Data items
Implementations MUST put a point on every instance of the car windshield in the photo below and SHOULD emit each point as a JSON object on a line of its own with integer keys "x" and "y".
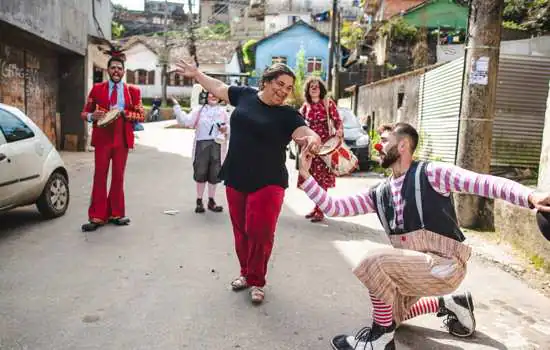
{"x": 350, "y": 121}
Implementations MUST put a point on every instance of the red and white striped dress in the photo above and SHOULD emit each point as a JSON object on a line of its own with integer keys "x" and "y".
{"x": 444, "y": 178}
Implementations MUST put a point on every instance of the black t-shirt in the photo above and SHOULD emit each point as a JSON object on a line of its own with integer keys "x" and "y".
{"x": 257, "y": 146}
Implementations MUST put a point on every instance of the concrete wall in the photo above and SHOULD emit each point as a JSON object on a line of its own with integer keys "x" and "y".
{"x": 99, "y": 18}
{"x": 57, "y": 21}
{"x": 140, "y": 57}
{"x": 544, "y": 168}
{"x": 382, "y": 99}
{"x": 28, "y": 79}
{"x": 277, "y": 22}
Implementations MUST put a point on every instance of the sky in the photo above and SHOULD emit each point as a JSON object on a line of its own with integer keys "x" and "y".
{"x": 138, "y": 4}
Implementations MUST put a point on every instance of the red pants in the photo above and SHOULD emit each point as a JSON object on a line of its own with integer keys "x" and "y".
{"x": 101, "y": 206}
{"x": 254, "y": 217}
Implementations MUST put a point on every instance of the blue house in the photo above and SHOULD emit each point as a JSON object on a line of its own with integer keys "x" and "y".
{"x": 284, "y": 45}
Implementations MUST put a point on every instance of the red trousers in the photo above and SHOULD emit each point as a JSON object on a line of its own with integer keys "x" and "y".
{"x": 254, "y": 217}
{"x": 102, "y": 207}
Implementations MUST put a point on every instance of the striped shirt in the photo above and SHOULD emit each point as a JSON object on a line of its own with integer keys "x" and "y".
{"x": 444, "y": 178}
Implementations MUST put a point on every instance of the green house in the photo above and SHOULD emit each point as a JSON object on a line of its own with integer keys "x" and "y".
{"x": 434, "y": 14}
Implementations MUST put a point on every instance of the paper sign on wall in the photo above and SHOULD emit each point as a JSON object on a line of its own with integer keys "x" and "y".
{"x": 479, "y": 73}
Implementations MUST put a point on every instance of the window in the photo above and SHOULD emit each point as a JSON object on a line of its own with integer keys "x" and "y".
{"x": 130, "y": 76}
{"x": 13, "y": 128}
{"x": 278, "y": 59}
{"x": 314, "y": 64}
{"x": 175, "y": 79}
{"x": 220, "y": 9}
{"x": 400, "y": 99}
{"x": 141, "y": 77}
{"x": 151, "y": 77}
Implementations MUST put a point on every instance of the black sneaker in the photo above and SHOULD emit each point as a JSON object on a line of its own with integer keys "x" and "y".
{"x": 459, "y": 310}
{"x": 91, "y": 226}
{"x": 212, "y": 206}
{"x": 200, "y": 206}
{"x": 369, "y": 338}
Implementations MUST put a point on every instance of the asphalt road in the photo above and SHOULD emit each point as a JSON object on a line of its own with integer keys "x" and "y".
{"x": 163, "y": 281}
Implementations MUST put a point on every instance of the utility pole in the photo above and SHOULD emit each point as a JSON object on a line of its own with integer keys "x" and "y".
{"x": 331, "y": 44}
{"x": 192, "y": 47}
{"x": 338, "y": 58}
{"x": 478, "y": 105}
{"x": 165, "y": 56}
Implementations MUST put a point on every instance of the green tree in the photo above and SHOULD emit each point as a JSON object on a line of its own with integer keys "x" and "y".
{"x": 351, "y": 33}
{"x": 249, "y": 54}
{"x": 117, "y": 30}
{"x": 531, "y": 15}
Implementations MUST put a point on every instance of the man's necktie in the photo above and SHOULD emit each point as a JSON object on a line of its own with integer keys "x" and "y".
{"x": 114, "y": 95}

* _REQUIREMENT_
Your answer should consist of the lines from the line with "Implementations MUST put a point on every instance of the man's" through the last line of the data, set down exactly, both included.

* _TASK RESULT_
Implementations MUST put a point on every instance of the man's necktie in the photo above and SHOULD emit each point as a JSON object on a line of its own with integer keys "x" and "y".
{"x": 114, "y": 95}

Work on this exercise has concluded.